* [TO BE DONE]: Rewrite the records below with every "thickest part" changed to "widest part" and all other text left as it is, and leave the pictures out of your answer.

============================================================

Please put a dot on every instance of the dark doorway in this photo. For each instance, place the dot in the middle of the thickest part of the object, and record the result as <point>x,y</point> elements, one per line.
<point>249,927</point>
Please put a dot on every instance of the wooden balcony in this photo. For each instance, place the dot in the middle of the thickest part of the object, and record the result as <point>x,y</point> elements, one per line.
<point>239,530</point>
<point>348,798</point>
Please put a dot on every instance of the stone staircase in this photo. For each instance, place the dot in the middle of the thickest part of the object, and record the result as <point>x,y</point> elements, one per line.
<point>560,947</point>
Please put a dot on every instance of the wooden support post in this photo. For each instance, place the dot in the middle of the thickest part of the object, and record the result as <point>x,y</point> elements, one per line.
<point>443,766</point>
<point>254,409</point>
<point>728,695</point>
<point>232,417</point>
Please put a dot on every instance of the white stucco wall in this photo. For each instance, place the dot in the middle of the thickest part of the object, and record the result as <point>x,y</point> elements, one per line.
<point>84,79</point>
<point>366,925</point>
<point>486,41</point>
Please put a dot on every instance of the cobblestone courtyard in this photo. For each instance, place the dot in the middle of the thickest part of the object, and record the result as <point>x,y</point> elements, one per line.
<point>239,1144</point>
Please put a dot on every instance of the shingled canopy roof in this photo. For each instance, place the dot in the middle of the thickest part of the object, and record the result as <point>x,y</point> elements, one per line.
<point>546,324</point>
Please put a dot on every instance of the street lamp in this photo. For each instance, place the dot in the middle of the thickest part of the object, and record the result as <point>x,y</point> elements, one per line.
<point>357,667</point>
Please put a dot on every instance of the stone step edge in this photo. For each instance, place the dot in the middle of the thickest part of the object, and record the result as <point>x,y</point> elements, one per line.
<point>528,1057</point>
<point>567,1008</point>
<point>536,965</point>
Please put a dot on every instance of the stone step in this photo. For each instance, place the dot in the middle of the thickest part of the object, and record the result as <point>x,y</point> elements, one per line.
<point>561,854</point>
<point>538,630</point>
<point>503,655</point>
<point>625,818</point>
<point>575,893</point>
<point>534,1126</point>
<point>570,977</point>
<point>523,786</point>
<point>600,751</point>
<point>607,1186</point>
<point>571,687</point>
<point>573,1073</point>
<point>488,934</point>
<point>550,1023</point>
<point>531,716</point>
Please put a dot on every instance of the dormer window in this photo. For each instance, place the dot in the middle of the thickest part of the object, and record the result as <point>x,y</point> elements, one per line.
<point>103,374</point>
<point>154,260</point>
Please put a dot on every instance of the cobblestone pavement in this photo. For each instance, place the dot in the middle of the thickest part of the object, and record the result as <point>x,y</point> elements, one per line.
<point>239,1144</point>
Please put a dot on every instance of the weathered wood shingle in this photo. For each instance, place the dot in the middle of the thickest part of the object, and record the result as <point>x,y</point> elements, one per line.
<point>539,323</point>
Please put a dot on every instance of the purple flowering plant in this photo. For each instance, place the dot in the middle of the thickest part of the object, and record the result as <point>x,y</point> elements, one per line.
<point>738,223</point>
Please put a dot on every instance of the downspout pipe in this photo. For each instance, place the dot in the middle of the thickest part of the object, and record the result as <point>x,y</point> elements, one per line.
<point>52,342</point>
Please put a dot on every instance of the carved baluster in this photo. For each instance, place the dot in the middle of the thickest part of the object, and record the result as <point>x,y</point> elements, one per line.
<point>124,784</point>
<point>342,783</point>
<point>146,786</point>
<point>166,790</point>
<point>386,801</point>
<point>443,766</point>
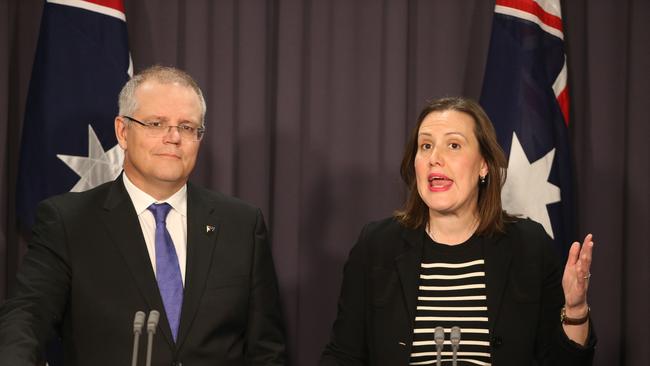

============================================================

* [SOLUTION FOR THIS PROBLEM]:
Please put a dot on every instance of the dark doorway in this photo. For each instance, place the dot in the middle of the widest part of the object, and record the result as <point>x,y</point> elements, one per line.
<point>249,927</point>
Please put a dot on every instance of the wooden balcony in this photo. For each instance, place the dot in the middle of the widest part of the object, and record the result as <point>x,y</point> elements, one per line.
<point>239,530</point>
<point>348,798</point>
Please put a dot on every instance of the stone staircase in this photo. For each instance, place the dot in the middle of the widest part of the object, and record the result as <point>x,y</point> elements, one per line.
<point>560,947</point>
Please put a dot on every instance of the wooden support post in this photo. For each instance, place the dot in the middle of the widest part of the object, and record the result as <point>x,y</point> elements, one per line.
<point>443,766</point>
<point>254,409</point>
<point>728,695</point>
<point>232,417</point>
Please put a dot on every instance of the white stucco wall in this photo. For each instance, place the dot in the middle of the widest part of the object, and record the result as <point>x,y</point> elements, one per line.
<point>84,79</point>
<point>366,925</point>
<point>486,41</point>
Please put a dot on every instance of the cobblestone courtyard in this photo. For each instance, place the dot in the middle of the widest part of the object, and record the result as <point>x,y</point> elements, one per line.
<point>239,1144</point>
Please put a dot on every instance of the shingled canopy roof in this photo. For each instance, place the dot in the middle of the widest part of the object, and record the result as <point>x,y</point> elements, one per line.
<point>546,324</point>
Please put a dot on every instance of the street lamp in this photo. For each instance, place the dot in the middle of the widest part of the object, and record the result as <point>x,y</point> elements, one per line.
<point>357,667</point>
Please put a dot on every instance of the stone step edge in this photo. For each instance, place the dot in the middle of the widest part of the object, and record the result as <point>x,y</point> elements, one per line.
<point>528,1057</point>
<point>567,1008</point>
<point>536,965</point>
Please put a dot on every instance of the stone step in this photo. For each instance, place the dot in the middle of the widest part of the object, and record the result as <point>x,y</point> elements, one per line.
<point>561,854</point>
<point>538,630</point>
<point>503,655</point>
<point>625,818</point>
<point>575,893</point>
<point>534,1126</point>
<point>570,977</point>
<point>523,786</point>
<point>600,751</point>
<point>607,1186</point>
<point>571,687</point>
<point>573,1073</point>
<point>488,934</point>
<point>550,1023</point>
<point>531,716</point>
Please put a dot on every instance of the dormer window in this photo. For each instance, place the dot in the middle of the widest part of the object, and record the result as <point>x,y</point> elements, one per line.
<point>103,374</point>
<point>154,260</point>
Please put a dot on every instance of the cobblestone pavement in this photo. For each instance, place the dot in the middle of the widest part of the object, and record the result as <point>x,y</point> elements, one per line.
<point>239,1144</point>
Please put a dot on every instance of the weathered wood shingle in this photo. For each instance, place the dot in the middle of the widest part of the object, and record the result as <point>x,y</point> elements, one per line.
<point>539,323</point>
Please put a dot on every instance of the purple flowering plant in this photo. For each instance, place the dot in the middle of the widest part of the object, and record the result as <point>x,y</point> elements, one per line.
<point>738,223</point>
Please put a dot on every instance of the downspout pipe in this photo. For each instance, place the dot in the middle of the widest part of the object, and record the result as <point>x,y</point> elements, one per line.
<point>52,342</point>
Please put a dot on every instance of the carved baluster in this photo. For each instance, place the dot in the middle of the widest part of the object, and record the result as <point>x,y</point> elements, one per line.
<point>124,784</point>
<point>342,783</point>
<point>146,786</point>
<point>166,790</point>
<point>386,801</point>
<point>443,766</point>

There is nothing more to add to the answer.